WHAT NEEDS TO BE DONE: This task requires every entry to be set down again exactly.

RECORDS TO PROCESS:
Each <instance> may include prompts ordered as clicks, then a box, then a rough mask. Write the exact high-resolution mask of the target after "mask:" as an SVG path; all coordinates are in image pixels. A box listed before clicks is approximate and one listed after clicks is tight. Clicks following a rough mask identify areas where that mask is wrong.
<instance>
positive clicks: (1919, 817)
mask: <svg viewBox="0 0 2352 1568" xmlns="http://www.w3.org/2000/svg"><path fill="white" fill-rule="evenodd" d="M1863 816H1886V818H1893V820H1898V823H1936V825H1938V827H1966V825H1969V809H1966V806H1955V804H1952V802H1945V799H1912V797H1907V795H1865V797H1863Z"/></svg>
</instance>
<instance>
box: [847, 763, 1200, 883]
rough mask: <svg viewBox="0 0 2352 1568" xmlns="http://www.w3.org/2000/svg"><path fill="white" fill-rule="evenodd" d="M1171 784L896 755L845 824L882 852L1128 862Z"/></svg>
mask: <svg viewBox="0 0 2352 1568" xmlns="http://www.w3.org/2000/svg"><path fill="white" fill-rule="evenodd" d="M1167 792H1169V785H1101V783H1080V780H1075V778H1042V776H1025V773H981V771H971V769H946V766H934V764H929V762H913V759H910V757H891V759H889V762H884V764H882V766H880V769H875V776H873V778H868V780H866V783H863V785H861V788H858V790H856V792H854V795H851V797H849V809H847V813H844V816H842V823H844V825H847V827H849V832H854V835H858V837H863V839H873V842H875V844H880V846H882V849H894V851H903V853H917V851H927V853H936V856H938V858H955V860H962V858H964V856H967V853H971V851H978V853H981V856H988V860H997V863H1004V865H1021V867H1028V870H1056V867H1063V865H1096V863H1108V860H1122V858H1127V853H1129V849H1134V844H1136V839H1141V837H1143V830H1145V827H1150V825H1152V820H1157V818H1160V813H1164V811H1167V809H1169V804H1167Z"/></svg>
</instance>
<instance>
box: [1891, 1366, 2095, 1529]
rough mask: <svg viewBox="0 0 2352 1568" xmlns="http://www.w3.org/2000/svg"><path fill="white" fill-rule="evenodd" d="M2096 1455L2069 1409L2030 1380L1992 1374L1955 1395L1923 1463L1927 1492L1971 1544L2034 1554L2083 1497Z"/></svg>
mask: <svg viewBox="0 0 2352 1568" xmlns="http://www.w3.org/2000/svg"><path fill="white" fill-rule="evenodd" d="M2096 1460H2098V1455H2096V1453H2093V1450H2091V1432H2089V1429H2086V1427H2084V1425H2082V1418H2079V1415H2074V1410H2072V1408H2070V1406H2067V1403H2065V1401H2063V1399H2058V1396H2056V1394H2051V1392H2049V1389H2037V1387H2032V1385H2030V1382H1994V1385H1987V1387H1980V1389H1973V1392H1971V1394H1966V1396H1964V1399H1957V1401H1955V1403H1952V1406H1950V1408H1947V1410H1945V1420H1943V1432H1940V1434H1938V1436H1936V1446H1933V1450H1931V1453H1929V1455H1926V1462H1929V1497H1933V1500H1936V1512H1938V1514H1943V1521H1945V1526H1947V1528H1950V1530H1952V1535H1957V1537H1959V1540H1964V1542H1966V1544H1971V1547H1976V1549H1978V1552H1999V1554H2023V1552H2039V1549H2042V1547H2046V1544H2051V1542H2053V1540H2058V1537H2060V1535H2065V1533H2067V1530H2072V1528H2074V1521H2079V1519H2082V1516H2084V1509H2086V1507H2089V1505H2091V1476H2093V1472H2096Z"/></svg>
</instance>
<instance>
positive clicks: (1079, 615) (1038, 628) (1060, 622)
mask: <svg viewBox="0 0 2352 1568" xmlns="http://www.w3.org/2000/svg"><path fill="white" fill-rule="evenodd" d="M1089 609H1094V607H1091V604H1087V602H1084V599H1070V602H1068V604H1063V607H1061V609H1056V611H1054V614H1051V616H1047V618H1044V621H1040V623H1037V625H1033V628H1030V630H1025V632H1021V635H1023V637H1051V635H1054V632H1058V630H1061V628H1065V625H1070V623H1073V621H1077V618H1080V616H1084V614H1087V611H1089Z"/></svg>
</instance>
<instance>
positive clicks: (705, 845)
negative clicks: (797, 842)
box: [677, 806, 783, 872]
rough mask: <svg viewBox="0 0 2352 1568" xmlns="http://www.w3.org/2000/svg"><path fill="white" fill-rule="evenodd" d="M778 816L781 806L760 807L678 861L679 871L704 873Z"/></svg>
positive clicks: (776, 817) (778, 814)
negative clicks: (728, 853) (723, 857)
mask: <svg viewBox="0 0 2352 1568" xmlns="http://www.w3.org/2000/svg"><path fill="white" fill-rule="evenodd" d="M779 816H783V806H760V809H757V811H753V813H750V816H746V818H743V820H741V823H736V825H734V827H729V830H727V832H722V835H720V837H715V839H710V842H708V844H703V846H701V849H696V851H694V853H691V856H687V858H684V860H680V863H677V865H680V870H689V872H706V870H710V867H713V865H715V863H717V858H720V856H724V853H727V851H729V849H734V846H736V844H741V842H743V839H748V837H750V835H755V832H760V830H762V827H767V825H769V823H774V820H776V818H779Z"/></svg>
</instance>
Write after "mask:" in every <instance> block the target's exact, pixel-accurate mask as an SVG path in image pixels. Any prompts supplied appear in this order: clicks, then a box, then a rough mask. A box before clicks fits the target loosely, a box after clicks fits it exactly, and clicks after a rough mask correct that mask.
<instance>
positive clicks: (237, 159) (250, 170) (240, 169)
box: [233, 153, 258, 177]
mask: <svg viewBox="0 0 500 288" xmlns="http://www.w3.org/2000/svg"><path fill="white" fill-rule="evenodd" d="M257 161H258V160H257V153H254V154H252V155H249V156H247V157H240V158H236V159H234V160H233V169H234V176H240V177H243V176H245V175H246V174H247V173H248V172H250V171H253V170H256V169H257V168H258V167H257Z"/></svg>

YOUR SOLUTION:
Each <instance> may include prompts ordered as clicks, then a box, then a rough mask. Write the exact high-resolution mask of the target after "mask:" as an SVG path; all coordinates are in image pixels. A box listed before clicks is approximate and one listed after clicks is tight. Clicks following a rough mask identify areas where that mask is wrong.
<instance>
positive clicks: (1919, 817)
mask: <svg viewBox="0 0 2352 1568" xmlns="http://www.w3.org/2000/svg"><path fill="white" fill-rule="evenodd" d="M1863 816H1886V818H1893V820H1898V823H1936V825H1938V827H1966V825H1969V809H1966V806H1955V804H1952V802H1945V799H1912V797H1907V795H1865V797H1863Z"/></svg>
</instance>
<instance>
box: [847, 763, 1200, 883]
rough mask: <svg viewBox="0 0 2352 1568" xmlns="http://www.w3.org/2000/svg"><path fill="white" fill-rule="evenodd" d="M1171 784L896 755L845 824L882 852L1128 862Z"/></svg>
mask: <svg viewBox="0 0 2352 1568" xmlns="http://www.w3.org/2000/svg"><path fill="white" fill-rule="evenodd" d="M1167 792H1169V785H1101V783H1080V780H1075V778H1042V776H1025V773H981V771H971V769H946V766H934V764H929V762H913V759H910V757H891V759H889V762H884V764H882V766H880V769H875V776H873V778H868V780H866V783H863V785H861V788H858V790H856V792H854V795H851V797H849V809H847V813H844V816H842V823H844V825H847V827H849V832H854V835H858V837H863V839H873V842H875V844H880V846H882V849H894V851H903V853H917V851H927V853H936V856H938V858H955V860H962V858H964V856H967V853H971V851H978V853H981V856H988V860H997V863H1004V865H1021V867H1028V870H1056V867H1063V865H1096V863H1108V860H1122V858H1127V853H1129V849H1134V844H1136V839H1141V837H1143V830H1145V827H1150V825H1152V820H1157V818H1160V813H1164V811H1167V809H1169V804H1167Z"/></svg>
</instance>
<instance>
box: [1891, 1366, 2095, 1529]
rough mask: <svg viewBox="0 0 2352 1568" xmlns="http://www.w3.org/2000/svg"><path fill="white" fill-rule="evenodd" d="M2096 1455L2069 1409L2030 1380L1992 1374L1955 1395L1923 1463L1927 1492L1971 1544L2034 1554L2083 1497Z"/></svg>
mask: <svg viewBox="0 0 2352 1568" xmlns="http://www.w3.org/2000/svg"><path fill="white" fill-rule="evenodd" d="M2096 1460H2098V1455H2096V1453H2093V1450H2091V1432H2089V1429H2086V1427H2084V1425H2082V1418H2079V1415H2074V1410H2072V1408H2070V1406H2067V1403H2065V1401H2063V1399H2058V1396H2056V1394H2051V1392H2049V1389H2037V1387H2032V1385H2030V1382H1994V1385H1987V1387H1980V1389H1973V1392H1971V1394H1966V1396H1964V1399H1957V1401H1955V1403H1952V1406H1950V1408H1947V1410H1945V1420H1943V1432H1940V1434H1938V1436H1936V1446H1933V1450H1931V1453H1929V1455H1926V1462H1929V1497H1933V1500H1936V1512H1938V1514H1943V1521H1945V1526H1947V1528H1950V1530H1952V1535H1957V1537H1959V1540H1964V1542H1966V1544H1971V1547H1976V1549H1978V1552H1999V1554H2023V1552H2039V1549H2042V1547H2046V1544H2051V1542H2053V1540H2058V1537H2060V1535H2065V1533H2067V1530H2072V1528H2074V1521H2079V1519H2082V1516H2084V1509H2086V1507H2089V1505H2091V1476H2093V1472H2096Z"/></svg>
</instance>
<instance>
positive clicks: (1079, 615) (1038, 628) (1060, 622)
mask: <svg viewBox="0 0 2352 1568" xmlns="http://www.w3.org/2000/svg"><path fill="white" fill-rule="evenodd" d="M1089 609H1094V607H1091V604H1087V602H1084V599H1070V602H1068V604H1063V607H1061V609H1056V611H1054V614H1051V616H1047V618H1044V621H1040V623H1037V625H1033V628H1030V630H1025V632H1021V635H1023V637H1051V635H1054V632H1058V630H1061V628H1065V625H1070V623H1073V621H1077V618H1080V616H1084V614H1087V611H1089Z"/></svg>
</instance>
<instance>
positive clicks: (705, 845)
negative clicks: (797, 842)
box: [677, 806, 783, 872]
rough mask: <svg viewBox="0 0 2352 1568" xmlns="http://www.w3.org/2000/svg"><path fill="white" fill-rule="evenodd" d="M778 816L781 806L760 807L678 861L679 871L704 873Z"/></svg>
positive clicks: (776, 817) (778, 814)
negative clicks: (728, 853) (723, 857)
mask: <svg viewBox="0 0 2352 1568" xmlns="http://www.w3.org/2000/svg"><path fill="white" fill-rule="evenodd" d="M779 816H783V806H760V809H757V811H753V813H750V816H746V818H743V820H741V823H736V825H734V827H729V830H727V832H722V835H720V837H715V839H710V842H708V844H703V846H701V849H696V851H694V853H691V856H687V858H684V860H680V863H677V865H680V870H689V872H706V870H710V867H713V865H715V863H717V858H720V856H724V853H727V851H729V849H734V846H736V844H741V842H743V839H748V837H750V835H755V832H760V830H762V827H767V825H769V823H774V820H776V818H779Z"/></svg>
</instance>
Write after "mask:" in every <instance> block the target's exact, pixel-accurate mask as an SVG path in image pixels. Any prompts supplied appear in this order: clicks, then a box, then a rough mask. A box before clicks fits the target loosely, a box after clicks fits it exactly, and clicks after a rough mask correct that mask.
<instance>
positive clicks: (237, 159) (250, 170) (240, 169)
box: [233, 153, 258, 177]
mask: <svg viewBox="0 0 500 288" xmlns="http://www.w3.org/2000/svg"><path fill="white" fill-rule="evenodd" d="M257 161H258V160H257V153H254V154H252V155H249V156H247V157H240V158H236V159H234V160H233V169H234V176H240V177H243V176H245V175H246V174H247V173H248V172H250V171H253V170H256V169H257V168H258V167H257Z"/></svg>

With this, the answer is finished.